§ Required work
Each entry below is to be copied verbatim, with no line missing.
*** Data for the task
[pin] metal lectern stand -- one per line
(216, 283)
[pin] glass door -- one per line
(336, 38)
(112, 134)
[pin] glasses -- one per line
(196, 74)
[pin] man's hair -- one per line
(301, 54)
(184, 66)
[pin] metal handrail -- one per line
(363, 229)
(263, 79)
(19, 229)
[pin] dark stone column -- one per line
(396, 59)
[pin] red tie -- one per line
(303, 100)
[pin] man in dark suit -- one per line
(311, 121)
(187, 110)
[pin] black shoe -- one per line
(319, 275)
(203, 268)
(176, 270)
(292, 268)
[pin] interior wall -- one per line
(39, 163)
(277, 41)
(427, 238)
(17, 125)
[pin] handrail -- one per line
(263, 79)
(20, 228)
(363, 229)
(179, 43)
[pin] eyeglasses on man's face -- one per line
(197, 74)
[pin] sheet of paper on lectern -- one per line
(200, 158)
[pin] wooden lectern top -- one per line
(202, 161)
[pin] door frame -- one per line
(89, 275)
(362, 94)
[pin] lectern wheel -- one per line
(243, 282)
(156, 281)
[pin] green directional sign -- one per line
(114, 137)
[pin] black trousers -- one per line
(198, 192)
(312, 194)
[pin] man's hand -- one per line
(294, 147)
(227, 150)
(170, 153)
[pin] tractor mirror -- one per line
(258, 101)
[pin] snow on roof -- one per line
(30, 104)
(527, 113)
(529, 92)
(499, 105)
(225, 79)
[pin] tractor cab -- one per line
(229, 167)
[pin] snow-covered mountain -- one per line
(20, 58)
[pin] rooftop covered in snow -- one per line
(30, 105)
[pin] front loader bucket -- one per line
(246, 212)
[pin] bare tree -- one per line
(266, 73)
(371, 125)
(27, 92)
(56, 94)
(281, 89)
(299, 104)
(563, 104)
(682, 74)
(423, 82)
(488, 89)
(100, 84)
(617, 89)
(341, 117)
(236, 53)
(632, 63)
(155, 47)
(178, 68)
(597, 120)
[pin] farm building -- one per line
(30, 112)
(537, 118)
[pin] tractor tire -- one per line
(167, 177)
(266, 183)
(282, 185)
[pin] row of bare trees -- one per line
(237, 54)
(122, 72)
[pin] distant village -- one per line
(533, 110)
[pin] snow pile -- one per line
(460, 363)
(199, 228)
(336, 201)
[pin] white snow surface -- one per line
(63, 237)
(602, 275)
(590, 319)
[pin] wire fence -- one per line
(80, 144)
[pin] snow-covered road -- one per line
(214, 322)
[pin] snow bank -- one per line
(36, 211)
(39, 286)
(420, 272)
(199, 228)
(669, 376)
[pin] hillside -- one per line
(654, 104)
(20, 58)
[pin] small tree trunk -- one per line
******
§ Answer to this task
[pin] metal lectern stand -- one per line
(216, 283)
[pin] glass door -- one per line
(336, 38)
(112, 134)
[pin] glasses -- one per line
(196, 74)
[pin] man's hair -- one per line
(301, 54)
(184, 66)
[pin] metal handrail -- one per line
(363, 229)
(263, 79)
(19, 229)
[pin] dark stone column -- one per line
(396, 59)
[pin] red tie -- one per line
(303, 100)
[pin] man in dark suit -- one per line
(311, 121)
(187, 110)
[pin] black shoe -- one per line
(319, 275)
(203, 268)
(176, 270)
(292, 268)
[pin] interior wall -- one per line
(39, 163)
(277, 41)
(427, 238)
(17, 125)
[pin] handrail -- one per line
(263, 79)
(20, 228)
(363, 229)
(179, 43)
[pin] eyeglasses on man's face -- one per line
(197, 74)
[pin] sheet of paper on lectern -- one per line
(200, 158)
[pin] wooden lectern top -- one per line
(202, 161)
[pin] door frame -- one per line
(89, 275)
(362, 94)
[pin] lectern wheel -- one per line
(243, 282)
(156, 281)
[pin] green directional sign -- one per line
(114, 137)
[pin] black trousers -- one per line
(198, 192)
(312, 194)
[pin] man's hand -- one per line
(294, 147)
(227, 150)
(170, 153)
[pin] tractor mirror -- one per line
(258, 101)
[pin] snow on roof -- one per line
(30, 104)
(527, 113)
(529, 92)
(499, 105)
(225, 79)
[pin] tractor cab -- one per line
(229, 167)
[pin] snow-covered mountain -- one per line
(20, 58)
[pin] rooftop covered in snow -- one per line
(30, 105)
[pin] front loader bucket -- one per line
(246, 212)
[pin] bare tree -- one per line
(266, 73)
(371, 125)
(27, 92)
(56, 94)
(281, 89)
(299, 104)
(563, 104)
(682, 74)
(423, 82)
(488, 89)
(100, 84)
(617, 89)
(341, 117)
(236, 53)
(632, 63)
(155, 47)
(178, 68)
(597, 120)
[pin] farm building -- one per line
(30, 112)
(537, 118)
[pin] tractor tire -- one per line
(167, 177)
(266, 183)
(282, 185)
[pin] row of bare trees -- one per line
(237, 54)
(122, 72)
[pin] distant village -- one per line
(533, 110)
[pin] snow pile -- one per line
(460, 363)
(199, 228)
(336, 201)
[pin] white snow surface -- one per line
(63, 237)
(602, 275)
(590, 319)
[pin] wire fence -- one per line
(80, 144)
[pin] snow-covered road -- one per line
(214, 322)
[pin] snow bank -- one per line
(36, 211)
(39, 286)
(420, 272)
(199, 228)
(669, 376)
[pin] hillside -- one per line
(654, 104)
(20, 58)
[pin] small tree trunk -- one per line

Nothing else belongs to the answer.